━━ Extrait présenté ━━

Régulièrement pointées comme manquant d’interopérabilité entre elles, les composantes de l’armée russe semblent agir en silos, ou uniquement au profit de la composante terrestre. Certains analystes stratégiques ont également avancé qu’au sein même d’une composante, les plateformes manqueraient d’interopérabilité et de compatibilité technique entre elles. Établi en 2022, ce fait s’est confirmé à plusieurs reprises depuis bientôt trois ans. De leur côté, bien que manquant d’épaisseur, les forces de l’OTAN sont liées par une doctrine, des tactiques, mais surtout une compatibilité technique qui favorisent l’interopérabilité.
Moyennant un faible préavis, une patrouille de chasseurs polonais pourrait interagir avec un bataillon français en manœuvre, permettant de coordonner les feux d’artillerie et aériens. Autre exemple : les avions de guet aérien américains opèrent régulièrement au profit des groupes de surface de l’OTAN, et les liaisons de données tactiques et les télécommunications radio sont établies quasi instantanément. Une bulle de contrôle aéromaritime est alors générée par l’interaction entre ces avions et ces plateformes navales, contrôle qui serait moins aisé pour les uns et les autres sans appui mutuel. Aux niveaux technique et tactique, une « liaison des armes » s’établit, permettant de conjuguer les capacités des différentes capacités disponibles, pour un effet démultiplié.

━━━
━━ Données extraites ━━

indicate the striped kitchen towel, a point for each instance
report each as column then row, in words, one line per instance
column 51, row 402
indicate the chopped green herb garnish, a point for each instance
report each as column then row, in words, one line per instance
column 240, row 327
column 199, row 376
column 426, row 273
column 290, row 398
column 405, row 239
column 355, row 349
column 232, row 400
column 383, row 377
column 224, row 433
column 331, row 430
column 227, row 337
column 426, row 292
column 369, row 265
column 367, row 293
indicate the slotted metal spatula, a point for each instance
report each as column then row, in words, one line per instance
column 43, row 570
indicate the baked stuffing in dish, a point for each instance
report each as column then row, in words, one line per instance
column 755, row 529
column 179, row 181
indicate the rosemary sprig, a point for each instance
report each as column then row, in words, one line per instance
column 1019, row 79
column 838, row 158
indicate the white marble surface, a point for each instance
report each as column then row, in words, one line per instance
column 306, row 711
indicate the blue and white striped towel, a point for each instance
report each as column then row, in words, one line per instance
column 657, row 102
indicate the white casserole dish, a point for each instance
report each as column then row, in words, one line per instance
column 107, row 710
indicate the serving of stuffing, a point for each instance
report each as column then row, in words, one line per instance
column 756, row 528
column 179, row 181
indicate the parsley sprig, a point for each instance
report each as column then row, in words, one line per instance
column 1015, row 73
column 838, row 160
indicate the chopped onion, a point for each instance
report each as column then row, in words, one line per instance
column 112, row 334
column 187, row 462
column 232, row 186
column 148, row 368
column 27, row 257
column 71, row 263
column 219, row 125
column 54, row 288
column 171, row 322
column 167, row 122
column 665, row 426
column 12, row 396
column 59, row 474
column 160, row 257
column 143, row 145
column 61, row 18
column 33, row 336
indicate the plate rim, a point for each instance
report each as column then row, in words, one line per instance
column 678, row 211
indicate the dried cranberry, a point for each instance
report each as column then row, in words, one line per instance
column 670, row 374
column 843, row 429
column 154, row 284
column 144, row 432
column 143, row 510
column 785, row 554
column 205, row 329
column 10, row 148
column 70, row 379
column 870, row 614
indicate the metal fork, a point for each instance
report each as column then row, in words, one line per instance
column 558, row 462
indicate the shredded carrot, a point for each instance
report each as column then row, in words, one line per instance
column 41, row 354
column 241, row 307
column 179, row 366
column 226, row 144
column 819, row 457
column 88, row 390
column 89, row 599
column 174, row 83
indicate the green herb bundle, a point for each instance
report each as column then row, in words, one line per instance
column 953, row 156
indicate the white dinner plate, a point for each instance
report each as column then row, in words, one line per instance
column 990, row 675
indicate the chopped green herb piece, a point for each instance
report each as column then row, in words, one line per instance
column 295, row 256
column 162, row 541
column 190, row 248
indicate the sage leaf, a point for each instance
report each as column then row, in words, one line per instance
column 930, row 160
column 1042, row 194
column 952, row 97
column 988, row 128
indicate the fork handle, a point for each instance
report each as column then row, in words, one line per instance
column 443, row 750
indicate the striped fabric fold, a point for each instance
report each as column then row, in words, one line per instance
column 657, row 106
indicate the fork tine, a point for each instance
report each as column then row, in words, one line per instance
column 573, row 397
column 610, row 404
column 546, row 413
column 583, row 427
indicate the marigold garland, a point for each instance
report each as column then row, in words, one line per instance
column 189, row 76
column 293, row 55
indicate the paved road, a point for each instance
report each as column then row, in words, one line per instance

━━━

- [Objectifs]:
[1] Dites si chaque affirmation concorde avec l'extrait sur l'interopérabilité militaire : répondez par oui ou non, en citant mot pour mot les termes décisifs de l'extrait.
(a) Les composantes de l'armée russe semblent agir en silos.
(b) Les forces de l'OTAN sont présentées comme ayant une grande épaisseur.
(c) Les avions de guet aérien américains opèrent régulièrement au profit des groupes de surface de l'OTAN.
[2] Répondez à ces questions à partir de l'extrait sur l'interopérabilité militaire.
(a) En quelle année le manque d'interopérabilité de l'armée russe a-t-il été établi ?
(b) Quelle unité pourrait interagir avec un bataillon français en manœuvre ?
(c) Qu'est-ce que l'interaction entre les avions de guet aérien et les plateformes navales génère ?
[3] Veuillez reformuler sous forme de liste le paragraphe de l'extrait sur l'interopérabilité militaire qui commence par « Moyennant un faible préavis », en conservant ses faits principaux.
Les enregistrements n'ont aucun lien avec l'extrait.

- [Corrigés complets]:
[1]
(a) Oui : « les composantes de l’armée russe semblent agir en silos ».
(b) Non : « bien que manquant d’épaisseur ».
(c) Oui : « les avions de guet aérien américains opèrent régulièrement au profit des groupes de surface de l’OTAN ».

[2]
(a) En 2022.
(b) Une patrouille de chasseurs polonais.
(c) Une bulle de contrôle aéromaritime.

[3]
- Avec un faible préavis, une patrouille de chasseurs polonais pourrait interagir avec un bataillon français en manœuvre et coordonner les feux d'artillerie et aériens.
- Les avions de guet aérien américains opèrent régulièrement au profit des groupes de surface de l'OTAN, avec des liaisons de données tactiques et radio établies quasi instantanément.
- L'interaction entre ces avions et les plateformes navales génère une bulle de contrôle aéromaritime, plus difficile à obtenir sans appui mutuel.
- Aux niveaux technique et tactique, une « liaison des armes » permet de conjuguer les différentes capacités disponibles pour un effet démultiplié.